[RECORDS PROVIDED — start]

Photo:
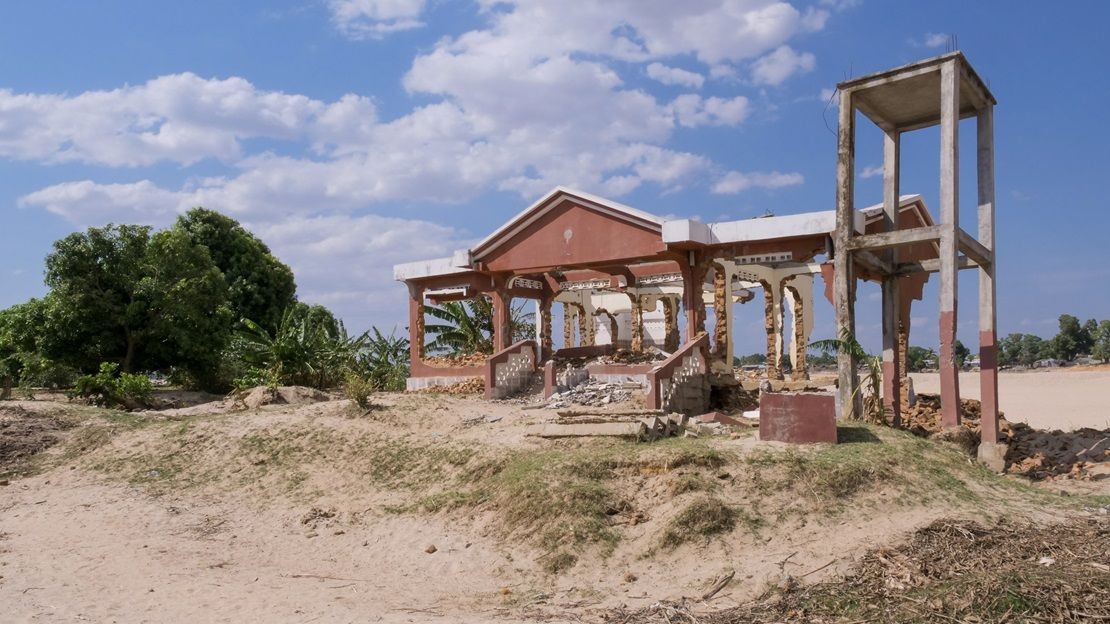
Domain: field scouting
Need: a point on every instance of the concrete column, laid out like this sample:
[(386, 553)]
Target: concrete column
[(949, 250), (587, 320), (670, 324), (988, 348), (891, 299), (544, 314), (773, 324), (415, 323), (799, 298), (502, 322), (722, 302), (693, 287), (637, 322), (844, 291), (567, 324)]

[RECORDS PROVIDED — finish]

=== WHAT YOU SHOULD DO ===
All lines from the one containing "Domain: field scouting" through the last line of the data must be set down exactly. No other lines belong in the answer.

=== EXERCISE OUTPUT ===
Domain: field scouting
Need: a point on every instance of the concrete column, laid out like this sample:
[(386, 553)]
Target: concrete column
[(949, 250), (587, 320), (670, 324), (988, 348), (891, 299), (544, 314), (773, 324), (415, 323), (799, 298), (502, 322), (722, 302), (693, 287), (637, 322), (844, 291), (567, 324)]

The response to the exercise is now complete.